> STATED TASK
List each line below that contains the word "boulder", copying every such line in full.

Stored entries
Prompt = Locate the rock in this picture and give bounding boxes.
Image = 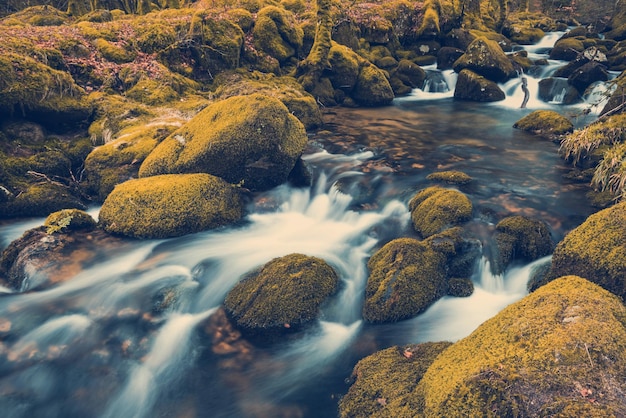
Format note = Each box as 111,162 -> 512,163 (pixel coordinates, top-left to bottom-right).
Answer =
224,254 -> 339,338
454,37 -> 517,82
547,203 -> 626,298
539,77 -> 581,105
352,64 -> 394,106
414,276 -> 626,417
363,238 -> 446,323
252,6 -> 304,63
139,94 -> 307,190
567,61 -> 609,94
409,186 -> 472,238
493,216 -> 554,274
513,110 -> 574,137
100,174 -> 243,239
454,69 -> 506,102
339,342 -> 451,418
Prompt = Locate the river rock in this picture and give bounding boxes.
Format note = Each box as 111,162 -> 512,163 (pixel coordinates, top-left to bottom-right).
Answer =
547,202 -> 626,298
454,38 -> 517,82
339,342 -> 451,418
363,238 -> 446,323
454,69 -> 506,102
409,186 -> 472,238
224,254 -> 339,338
493,216 -> 554,274
139,94 -> 307,190
513,110 -> 574,137
100,174 -> 243,238
567,61 -> 609,94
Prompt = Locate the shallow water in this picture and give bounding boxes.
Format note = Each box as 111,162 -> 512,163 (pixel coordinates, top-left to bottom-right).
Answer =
0,33 -> 594,418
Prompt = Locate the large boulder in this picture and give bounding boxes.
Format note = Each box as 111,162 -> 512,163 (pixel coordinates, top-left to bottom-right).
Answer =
409,186 -> 473,238
493,216 -> 554,274
139,94 -> 307,190
414,276 -> 626,417
224,254 -> 339,337
339,342 -> 451,418
454,69 -> 506,102
363,238 -> 446,323
454,37 -> 517,82
513,110 -> 574,137
100,174 -> 243,238
548,202 -> 626,298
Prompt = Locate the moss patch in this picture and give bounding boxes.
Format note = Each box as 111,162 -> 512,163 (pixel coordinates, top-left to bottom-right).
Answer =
100,174 -> 243,238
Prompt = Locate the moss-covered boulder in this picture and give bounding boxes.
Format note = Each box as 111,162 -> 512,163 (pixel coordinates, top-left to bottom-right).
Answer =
99,174 -> 243,238
454,37 -> 517,82
363,238 -> 446,323
252,6 -> 304,63
548,203 -> 626,298
513,110 -> 574,137
493,216 -> 554,274
454,69 -> 506,102
352,64 -> 394,106
426,171 -> 472,186
0,53 -> 93,128
412,276 -> 626,417
339,342 -> 451,418
409,186 -> 472,238
139,94 -> 307,190
224,254 -> 339,338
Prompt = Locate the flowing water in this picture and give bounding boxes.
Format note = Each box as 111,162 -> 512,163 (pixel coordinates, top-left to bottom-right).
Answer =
0,34 -> 608,418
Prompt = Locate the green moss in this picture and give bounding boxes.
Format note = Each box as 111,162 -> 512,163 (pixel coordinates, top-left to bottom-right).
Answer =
139,94 -> 307,190
412,276 -> 626,417
426,171 -> 472,185
43,209 -> 96,234
363,238 -> 446,323
99,174 -> 243,238
548,202 -> 626,298
513,110 -> 574,137
339,342 -> 451,418
493,216 -> 554,274
224,254 -> 339,335
252,6 -> 304,63
409,187 -> 472,237
94,38 -> 137,64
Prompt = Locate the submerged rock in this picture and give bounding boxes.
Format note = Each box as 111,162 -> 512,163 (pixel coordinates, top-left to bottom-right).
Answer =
547,202 -> 626,298
409,186 -> 472,238
513,110 -> 574,137
224,254 -> 339,338
100,174 -> 243,238
139,94 -> 307,190
363,238 -> 447,323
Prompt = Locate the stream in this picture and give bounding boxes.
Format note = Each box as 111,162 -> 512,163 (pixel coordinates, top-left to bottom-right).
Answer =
0,33 -> 603,418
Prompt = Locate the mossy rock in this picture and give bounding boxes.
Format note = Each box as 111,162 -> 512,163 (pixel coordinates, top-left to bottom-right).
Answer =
139,94 -> 307,190
99,174 -> 243,239
363,238 -> 446,323
43,209 -> 96,234
453,37 -> 517,82
426,171 -> 472,186
409,186 -> 472,238
550,38 -> 585,61
493,216 -> 554,274
412,276 -> 626,417
0,53 -> 93,128
454,69 -> 506,102
339,342 -> 452,418
252,6 -> 304,63
224,254 -> 339,338
513,110 -> 574,137
548,203 -> 626,298
352,64 -> 394,106
214,71 -> 323,130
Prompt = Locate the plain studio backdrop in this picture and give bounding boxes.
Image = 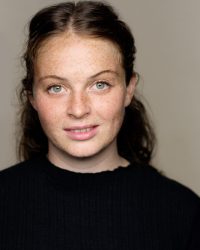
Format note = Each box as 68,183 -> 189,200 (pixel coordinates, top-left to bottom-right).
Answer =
0,0 -> 200,194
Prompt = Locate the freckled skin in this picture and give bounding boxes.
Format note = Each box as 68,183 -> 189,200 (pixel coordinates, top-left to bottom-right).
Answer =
30,34 -> 135,170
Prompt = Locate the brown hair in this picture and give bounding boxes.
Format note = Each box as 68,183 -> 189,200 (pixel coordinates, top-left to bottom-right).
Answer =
19,1 -> 155,163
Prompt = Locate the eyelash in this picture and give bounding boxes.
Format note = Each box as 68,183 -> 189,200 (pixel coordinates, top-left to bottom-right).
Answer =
94,81 -> 111,90
47,81 -> 111,94
47,84 -> 63,94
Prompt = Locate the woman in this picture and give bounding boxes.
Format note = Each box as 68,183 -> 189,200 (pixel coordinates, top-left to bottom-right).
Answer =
0,1 -> 200,250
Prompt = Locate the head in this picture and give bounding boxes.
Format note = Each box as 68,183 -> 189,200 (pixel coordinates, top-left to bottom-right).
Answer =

> FINAL RESULT
Prompt = Locate the large boulder in this picture and give bounding boxes.
Prompt = Locate the moss-covered boulder in this picture and give bounding boxes.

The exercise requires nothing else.